Your goal:
Copy out every record below exactly as written, but leave out any pictures.

[start Data]

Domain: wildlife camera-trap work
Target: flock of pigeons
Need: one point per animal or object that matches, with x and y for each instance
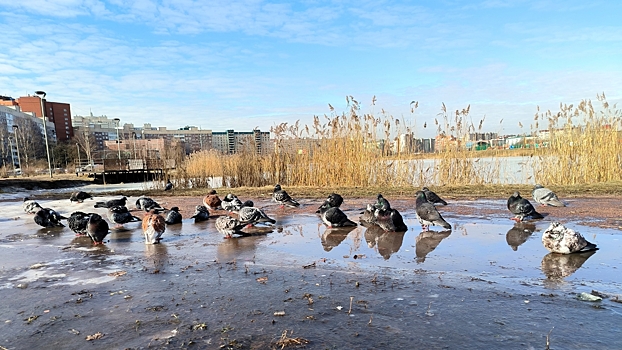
(557, 238)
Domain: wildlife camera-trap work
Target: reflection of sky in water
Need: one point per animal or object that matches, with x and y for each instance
(476, 248)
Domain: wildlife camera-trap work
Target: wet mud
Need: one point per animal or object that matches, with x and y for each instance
(488, 283)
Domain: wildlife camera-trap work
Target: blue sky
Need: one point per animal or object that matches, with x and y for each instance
(254, 63)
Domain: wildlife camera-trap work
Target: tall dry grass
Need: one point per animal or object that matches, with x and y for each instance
(348, 150)
(584, 145)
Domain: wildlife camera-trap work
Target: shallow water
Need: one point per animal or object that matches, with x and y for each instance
(433, 281)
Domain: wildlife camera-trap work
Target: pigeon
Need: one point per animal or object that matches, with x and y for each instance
(30, 206)
(231, 203)
(519, 234)
(427, 213)
(47, 217)
(382, 203)
(172, 216)
(153, 227)
(252, 216)
(522, 209)
(97, 228)
(433, 197)
(111, 203)
(390, 220)
(368, 217)
(200, 213)
(280, 196)
(228, 226)
(545, 197)
(78, 222)
(79, 196)
(120, 215)
(147, 204)
(211, 200)
(333, 201)
(562, 240)
(334, 217)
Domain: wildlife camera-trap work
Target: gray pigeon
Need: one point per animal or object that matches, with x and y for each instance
(97, 229)
(47, 217)
(147, 204)
(433, 197)
(79, 196)
(30, 206)
(78, 222)
(120, 215)
(382, 203)
(334, 200)
(172, 216)
(427, 213)
(562, 240)
(200, 213)
(522, 209)
(252, 216)
(334, 217)
(545, 197)
(229, 226)
(111, 203)
(390, 220)
(280, 196)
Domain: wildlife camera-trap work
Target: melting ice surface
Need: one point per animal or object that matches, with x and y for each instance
(492, 249)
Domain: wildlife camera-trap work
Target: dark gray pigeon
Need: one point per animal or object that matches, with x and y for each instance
(172, 216)
(229, 226)
(252, 216)
(147, 204)
(334, 217)
(120, 215)
(334, 200)
(427, 213)
(47, 217)
(78, 222)
(111, 203)
(79, 196)
(382, 203)
(544, 196)
(522, 209)
(30, 206)
(433, 197)
(280, 196)
(563, 240)
(390, 220)
(200, 213)
(97, 229)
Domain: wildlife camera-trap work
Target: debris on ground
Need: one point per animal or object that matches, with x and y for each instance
(95, 336)
(286, 341)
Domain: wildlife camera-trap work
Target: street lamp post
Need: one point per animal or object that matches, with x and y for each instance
(42, 95)
(117, 120)
(79, 161)
(19, 158)
(12, 155)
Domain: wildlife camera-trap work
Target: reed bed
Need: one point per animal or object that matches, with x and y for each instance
(347, 150)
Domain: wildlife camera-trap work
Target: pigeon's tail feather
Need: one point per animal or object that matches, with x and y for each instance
(588, 247)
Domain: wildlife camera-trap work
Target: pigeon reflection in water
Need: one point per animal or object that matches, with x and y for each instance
(386, 242)
(519, 234)
(427, 241)
(557, 266)
(332, 237)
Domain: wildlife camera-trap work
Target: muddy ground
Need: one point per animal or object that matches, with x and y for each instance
(487, 284)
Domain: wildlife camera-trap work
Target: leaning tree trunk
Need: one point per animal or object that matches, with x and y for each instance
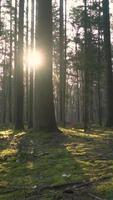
(44, 107)
(108, 63)
(19, 88)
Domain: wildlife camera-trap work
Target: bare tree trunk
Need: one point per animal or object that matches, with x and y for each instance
(30, 113)
(19, 88)
(107, 44)
(44, 106)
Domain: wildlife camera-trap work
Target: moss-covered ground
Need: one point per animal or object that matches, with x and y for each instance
(29, 161)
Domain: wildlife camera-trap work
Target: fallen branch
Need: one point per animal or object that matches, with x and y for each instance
(95, 197)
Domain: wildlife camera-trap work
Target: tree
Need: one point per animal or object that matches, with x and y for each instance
(44, 107)
(62, 64)
(19, 89)
(107, 45)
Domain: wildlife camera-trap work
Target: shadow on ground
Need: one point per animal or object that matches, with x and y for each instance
(70, 165)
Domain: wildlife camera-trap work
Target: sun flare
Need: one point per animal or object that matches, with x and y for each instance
(35, 59)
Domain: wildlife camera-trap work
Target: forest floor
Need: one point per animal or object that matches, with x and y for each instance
(72, 165)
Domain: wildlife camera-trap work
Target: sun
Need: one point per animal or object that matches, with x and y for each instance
(35, 59)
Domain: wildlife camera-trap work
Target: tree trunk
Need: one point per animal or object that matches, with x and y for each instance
(44, 107)
(19, 89)
(107, 44)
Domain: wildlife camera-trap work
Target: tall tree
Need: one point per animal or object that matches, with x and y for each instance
(62, 64)
(30, 109)
(44, 107)
(85, 68)
(19, 89)
(107, 44)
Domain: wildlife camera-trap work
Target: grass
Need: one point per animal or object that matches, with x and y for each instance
(30, 159)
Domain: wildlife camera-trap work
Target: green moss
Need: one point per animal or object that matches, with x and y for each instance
(29, 159)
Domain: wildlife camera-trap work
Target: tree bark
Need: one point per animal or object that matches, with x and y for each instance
(44, 107)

[end Data]

Task response:
Domain: wildlife camera-trap work
Target: flock of pigeons
Need: one point per animal or object that matches, with x and y for each instance
(557, 238)
Domain: wildlife camera-trap work
Target: reflection of sky in water
Need: one point per animal or object that matches, with x and y for each instance
(476, 248)
Domain: wildlife camera-trap work
Target: wet mud
Need: one point per animal or object that matches, with x and y for each instance
(488, 283)
Domain: wildlife camera-trap work
Target: blue sky
Need: one point per animal or object that matches, with x and y for each instance
(254, 63)
Domain: wildlife camera-trap work
Target: tall dry grass
Need: one point per animal or object that matches, with x and y for each instance
(348, 150)
(584, 145)
Domain: wildlife camera-trap work
Target: shallow water
Need: one point per animal or object that matches, with x and y for each instance
(433, 281)
Domain: wildlife camera-trap work
Target: pigeon
Need: one point per animal or object that matches, with x and y for each instance
(30, 206)
(231, 203)
(519, 234)
(427, 213)
(47, 217)
(382, 203)
(172, 216)
(153, 227)
(252, 216)
(522, 209)
(97, 228)
(433, 197)
(111, 203)
(390, 220)
(368, 217)
(200, 213)
(280, 196)
(228, 226)
(545, 197)
(78, 222)
(79, 196)
(120, 215)
(147, 204)
(211, 200)
(333, 201)
(562, 240)
(334, 217)
Domain: wildlife camera-trap work
Target: gray pigeon
Need: one point per animal or object that matches, with x and y for each instance
(97, 229)
(47, 217)
(147, 204)
(433, 197)
(79, 196)
(30, 206)
(78, 222)
(120, 215)
(382, 203)
(334, 200)
(172, 216)
(427, 213)
(562, 240)
(200, 213)
(522, 209)
(252, 216)
(334, 217)
(545, 197)
(229, 226)
(111, 203)
(390, 220)
(280, 196)
Domain: wildlife camera-trap work
Target: melting ice surface
Need: one point per animal or object that matches, with x and y for each instance
(492, 249)
Domain: wildlife camera-trap work
Target: dark gray pigeon
Need: one point per animal or object that matches, with x and y for each instance
(172, 216)
(229, 226)
(252, 216)
(147, 204)
(334, 217)
(120, 215)
(334, 200)
(427, 213)
(47, 217)
(78, 222)
(111, 203)
(79, 196)
(382, 203)
(544, 196)
(522, 209)
(30, 206)
(433, 197)
(280, 196)
(563, 240)
(390, 220)
(200, 213)
(97, 229)
Domain: wildlife camera-trap work
Target: debris on ground
Need: one point per animal or object that matches, with x and y for each instance
(95, 336)
(286, 341)
Domain: wildlife camera-trap work
Target: street lamp post
Need: one point per animal or object that matches, with x and y for each instance
(42, 95)
(117, 120)
(79, 161)
(19, 158)
(12, 155)
Domain: wildlife camera-trap work
Target: reed bed
Need: one point per animal or object that matches, with x and y for each instance
(347, 150)
Domain: wildlife camera-trap work
Target: pigeon's tail feather
Need: one point per animal or object that matches, with x and y for each instance
(588, 247)
Domain: wildlife camera-trap work
Target: pigeon reflection in water
Need: one point per animal or object that matches, with x and y for each instance
(386, 242)
(519, 234)
(427, 241)
(557, 266)
(332, 237)
Domain: wildlife camera-trap work
Target: muddy ground
Need: one point per animal or object that matches, with x and y for each instance
(487, 284)
Domain: wildlife camera-trap work
Target: leaning tree trunk
Need: one point per animal or object that matches, with x and y for each instance
(44, 107)
(108, 63)
(19, 88)
Domain: wildlife camera-trap work
Target: bare tree trunk
Need: one point per animal or object that matches, with x and y for each instance
(30, 113)
(19, 88)
(107, 44)
(44, 106)
Domain: wildlife camera-trap work
Target: moss-covered ground
Need: one point per animal or object that matches, with x and y for each instance
(29, 161)
Domain: wildlife camera-trap work
Target: fallen branch
Need: one point per animal or object that matches, with x and y for each instance
(95, 197)
Domain: wildlife camera-trap work
Target: tree
Need: one point per animal or object that matches, with x and y for each instance
(44, 107)
(62, 64)
(19, 89)
(107, 45)
Domain: wildlife camera-trap work
Target: shadow on ground
Need: one point per animal or object that matches, with x and y for each instance
(70, 165)
Domain: wildlife camera-trap work
Target: sun flare
Need: one point per animal or object that matches, with x and y for each instance
(35, 59)
Domain: wildlife camera-trap work
Target: forest floor
Need: one point per animal or object that matches, with x and y for each instance
(72, 165)
Domain: wildlife camera-trap work
Target: sun
Need: one point per animal or object that matches, with x and y for each instance
(35, 59)
Domain: wildlife camera-trap work
Target: tree trunk
Need: one point per animal or object that matches, with x and y for each instance
(44, 107)
(19, 89)
(107, 44)
Domain: wildlife camera-trap work
Target: tall tree
Need: one point per animal or object that matches, with x and y for each instance
(62, 64)
(30, 109)
(44, 107)
(85, 68)
(19, 89)
(107, 44)
Domain: wildlife camera-trap work
Target: grass
Need: one point per animal or object that matches, with x and y for each instance
(30, 159)
Domain: wildlife camera-trap work
Target: green moss
Need: one point per animal or object that matches, with x and y for each instance
(29, 159)
Domain: wildlife camera-trap work
Target: tree bark
Need: one point per animal or object that matches, with x and y for each instance
(44, 107)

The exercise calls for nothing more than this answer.